Given exercise -
Copy out the material below word for word, leaving out the pictures.

Start of Data in this exercise

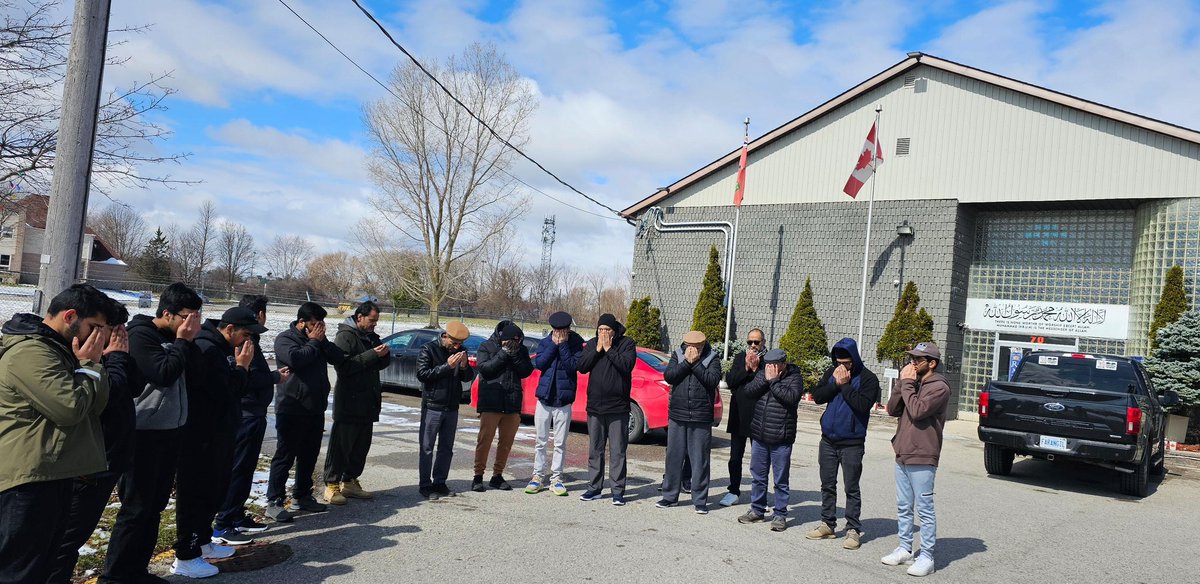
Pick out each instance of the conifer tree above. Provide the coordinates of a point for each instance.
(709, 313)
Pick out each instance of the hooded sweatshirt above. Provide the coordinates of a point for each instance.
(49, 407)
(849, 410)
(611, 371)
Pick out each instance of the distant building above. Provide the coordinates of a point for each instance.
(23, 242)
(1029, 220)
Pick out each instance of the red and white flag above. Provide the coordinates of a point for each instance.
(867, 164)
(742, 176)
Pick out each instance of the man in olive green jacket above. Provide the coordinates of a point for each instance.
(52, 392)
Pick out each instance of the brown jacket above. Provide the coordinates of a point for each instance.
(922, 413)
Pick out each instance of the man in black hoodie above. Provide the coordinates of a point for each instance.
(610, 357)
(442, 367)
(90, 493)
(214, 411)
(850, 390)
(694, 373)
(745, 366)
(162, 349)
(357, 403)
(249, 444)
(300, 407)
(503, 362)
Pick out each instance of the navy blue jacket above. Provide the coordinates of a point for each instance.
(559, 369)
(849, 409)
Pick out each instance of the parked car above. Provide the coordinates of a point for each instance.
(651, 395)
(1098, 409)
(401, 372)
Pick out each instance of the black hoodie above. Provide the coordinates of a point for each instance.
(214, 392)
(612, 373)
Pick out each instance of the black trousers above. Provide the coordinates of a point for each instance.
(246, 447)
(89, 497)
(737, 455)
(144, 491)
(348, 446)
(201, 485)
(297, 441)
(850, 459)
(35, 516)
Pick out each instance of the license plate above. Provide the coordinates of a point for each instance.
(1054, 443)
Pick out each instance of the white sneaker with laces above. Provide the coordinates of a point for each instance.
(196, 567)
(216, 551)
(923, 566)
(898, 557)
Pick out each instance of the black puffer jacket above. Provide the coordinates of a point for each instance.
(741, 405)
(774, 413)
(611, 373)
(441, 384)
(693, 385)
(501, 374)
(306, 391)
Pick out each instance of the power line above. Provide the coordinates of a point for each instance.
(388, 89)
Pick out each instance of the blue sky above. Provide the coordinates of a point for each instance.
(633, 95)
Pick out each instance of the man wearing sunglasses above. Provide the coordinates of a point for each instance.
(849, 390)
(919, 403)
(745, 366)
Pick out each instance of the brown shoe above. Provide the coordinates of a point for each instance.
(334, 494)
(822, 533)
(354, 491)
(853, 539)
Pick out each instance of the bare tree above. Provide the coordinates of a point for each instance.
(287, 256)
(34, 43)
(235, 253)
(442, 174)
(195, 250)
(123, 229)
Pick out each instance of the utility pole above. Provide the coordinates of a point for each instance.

End of Data in this exercise

Result -
Pick out each instance of the conifer tree above. Provide the coordinates of a point for each instance.
(709, 313)
Pick out each instance of the hooded sweatshirt above. Provide the coordinates of a point for each instance.
(49, 407)
(849, 410)
(611, 371)
Pick out each instance of the distant building above. Provide the coordinates of a point for each instance.
(23, 242)
(1029, 220)
Pick out each instance of the red and white flag above. Provide the coordinates of a point for each instance.
(867, 164)
(742, 176)
Pick out each instance of the man in olive green jacket above. Provide the coordinates of a point for each instance.
(52, 392)
Pick out each instance of the brown jacket above. Provide the coordinates of a point for each instance.
(922, 413)
Pick out each instance of the man in black hoodie above. Provide the coordinates of a point for each instance.
(610, 357)
(442, 367)
(90, 493)
(214, 411)
(850, 390)
(694, 373)
(745, 366)
(162, 349)
(357, 403)
(249, 444)
(300, 407)
(503, 362)
Pick out each instance of the navy blue jacket above. Provide the coordinates of a point for each instance.
(559, 369)
(849, 409)
Pick out each instance of the parked car above. Provide the coordinates of a point for each instance.
(651, 395)
(1098, 409)
(401, 372)
Pick out each instance of the black hoodie above. Provide the coordinates of a point for each instance.
(214, 392)
(612, 373)
Pick out each instance of the black trousers above. Provide the coordinates of a point for each instance.
(246, 447)
(89, 497)
(737, 455)
(144, 491)
(348, 446)
(201, 485)
(297, 441)
(850, 459)
(35, 516)
Pick out each instance of the license plate above. Provide the coordinates of a point for each instance.
(1054, 443)
Pick out each instance of the white sneaker with laces above. Provide the coordinates of a point for each instance.
(196, 567)
(216, 551)
(923, 566)
(898, 557)
Pick out each instance of the black puffer jacket above. Provide the coordinates of a point for each instance.
(741, 405)
(774, 413)
(611, 373)
(441, 384)
(693, 385)
(501, 374)
(306, 391)
Pick out each instance of the power line above. Provide the coordinates of a point for each instance.
(388, 89)
Pick out each instance of the blue sky above. Provide the coordinates of a point for each instance.
(633, 95)
Pick out each instance of the man wearing sunglasses above. Provide the coordinates of a point for each instance.
(849, 390)
(919, 403)
(745, 366)
Pick out each instance of the brown shoe above. Provide the coordinates of a point for each instance.
(334, 494)
(822, 533)
(354, 491)
(853, 539)
Pick out each instance of the bare tree above. Provide the coordinates of a point for each instance.
(287, 256)
(34, 43)
(235, 253)
(442, 174)
(195, 250)
(123, 229)
Pick out each instance of the utility pole above. Provide the coordinates of a point for each instance.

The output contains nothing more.